▶ Work to do: Extend the forum thread below about finding exotic wood sellers in Pennsylvania, picking up right after its last line.

▶ Text passage:
>>>>>
# Exotic Wood Sales in Pennsylvania? Where are they?



## Hacksaw007 (Sep 1, 2009)

I do small projects sometimes with Exotic woods, but the problem is that good wood is hard to find. I like to look at what I am buying. Most of my Exotic wood purchases are from E-bay which has gotten very expensive plus the postage has gotten higher. I don't usually buy large boards, short boards with nice grain. Just hard to find anyone who will sell short stuff. Thanks in advance for any help you can be. I live in central Pennsylvania.

-Mike


----------



## lew (Feb 13, 2008)

Mike,
Not sure where in PA you live. I'm 25 miles from Gettysburg. Anyway, there is a place just over the Maryland border (about 30 minutes from me) that handles a lot of different stuff. It is called the Hicksville Planing Mill.

Lew


----------



## fussy (Jan 18, 2010)

Mike,

Try www.woodfinder.com.

Steve


----------



## scrollgirl (May 28, 2010)

I did a Google search and found a lot of them listed. I don't know what area you are in, so I am putting the link to the search page  here. I hope this helps you at least get on the right track to finding some nice exotics. Let us know how you do!

Sheila


----------



## TMcG (Mar 9, 2010)

Griffin Exotic Woods are also a good source for smaller parts

James is a member here as well


----------



## Hacksaw007 (Sep 1, 2009)

Sure can count on the LJ's people for help. I looked at all the sources you provided, checked out Griffin and bought a board there. Also went to Woodcraft at Harrisburg and from some deals there in wood. So I have spent my wood money for some time. I got Exotic Tulipwood, Olivewood, Tineo, Gabon Ebony, Birdseye maple, Mesquie, Mora,j Osage Orange, and a few others, I felt like a drup addict when looking through all that wood…...

-Mike


----------



## scrollgirl (May 28, 2010)
<<<<<
▶ Record excerpts:
>>>>>
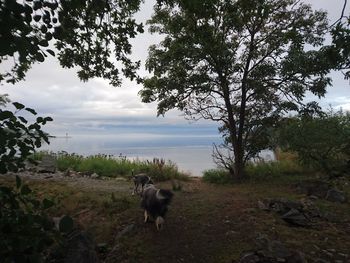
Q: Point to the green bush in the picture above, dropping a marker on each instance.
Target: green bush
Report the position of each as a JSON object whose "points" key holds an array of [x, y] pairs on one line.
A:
{"points": [[103, 165], [263, 170], [217, 176], [27, 233], [18, 137], [321, 140]]}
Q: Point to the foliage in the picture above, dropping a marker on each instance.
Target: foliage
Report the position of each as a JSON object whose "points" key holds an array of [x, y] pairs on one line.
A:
{"points": [[320, 140], [18, 138], [111, 166], [88, 34], [26, 231], [217, 176], [258, 171], [240, 63], [338, 52]]}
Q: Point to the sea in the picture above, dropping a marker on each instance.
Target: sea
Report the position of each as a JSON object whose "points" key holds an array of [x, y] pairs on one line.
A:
{"points": [[191, 153]]}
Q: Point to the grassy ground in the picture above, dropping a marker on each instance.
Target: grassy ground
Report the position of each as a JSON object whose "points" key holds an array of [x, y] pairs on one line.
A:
{"points": [[205, 223]]}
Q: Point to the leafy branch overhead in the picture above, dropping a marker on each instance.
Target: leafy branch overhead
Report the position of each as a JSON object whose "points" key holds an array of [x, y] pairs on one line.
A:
{"points": [[18, 138], [90, 34], [241, 63]]}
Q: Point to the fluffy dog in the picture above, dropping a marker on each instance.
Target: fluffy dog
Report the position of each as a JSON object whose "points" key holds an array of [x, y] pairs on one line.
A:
{"points": [[155, 204], [140, 180]]}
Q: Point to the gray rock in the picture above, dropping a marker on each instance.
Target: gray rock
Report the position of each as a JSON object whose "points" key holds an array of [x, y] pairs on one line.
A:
{"points": [[80, 248], [295, 217], [335, 195], [249, 257], [94, 176], [314, 188]]}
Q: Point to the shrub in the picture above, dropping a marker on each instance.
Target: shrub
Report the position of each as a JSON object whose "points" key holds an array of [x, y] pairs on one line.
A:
{"points": [[104, 165], [217, 176], [27, 232], [18, 138], [320, 140]]}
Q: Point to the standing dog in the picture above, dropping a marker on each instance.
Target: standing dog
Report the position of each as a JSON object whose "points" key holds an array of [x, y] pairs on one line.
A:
{"points": [[155, 203], [140, 180]]}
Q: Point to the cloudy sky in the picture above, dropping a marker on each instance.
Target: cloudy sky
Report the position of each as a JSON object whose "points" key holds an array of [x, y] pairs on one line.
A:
<<<<<
▶ Written reply:
Wow! I can't wait to see what you come up with. It's always fun to have good stock on hand! We are ALL junkies when it comes to wood, I think. You have lots of company, my friend! 

Sheila


----------



## Karson (May 9, 2006)

Hearne Hardwood outside of Philadelphia by a few miles have one of the largest supply of unique and exotic wood.

Our woodworking club is going to take a tour in the foreseeable future. They have offered to take us around.

They have a 6' bandsaw mill for cutting up the big stuff.


----------



## Estley (Jan 15, 2008)

There's a place in Yardley…. it's not so much a place as it is a guy that has a bunch of sheds and shipping containers full of exotics. Keep in mind that it's a cash only operation and aside from helping you cut boards to lenght with his cordless saw, all he does is sell the stuff.

M W Quinn Hardwood Lumber 
250 Oxford Valley Road, Yardley, PA 19067
(215) 493-6252 ‎


----------



## triviasteve (Sep 29, 2013)

Groff's lumber is worth a trip, too. Hearne has already been suggested. Exotic lumber in Frederick, MD has some good smaller stuff, but it's pricey.


----------



## GR8HUNTER (Jun 13, 2016)

where are you from ?
i go *HERE*
THEY are located just under lancaster pa.

price wise not bad : https://www.groffslumber.com/2018/Groffs-Price-List-2018rev-oct-30.pdf :<))))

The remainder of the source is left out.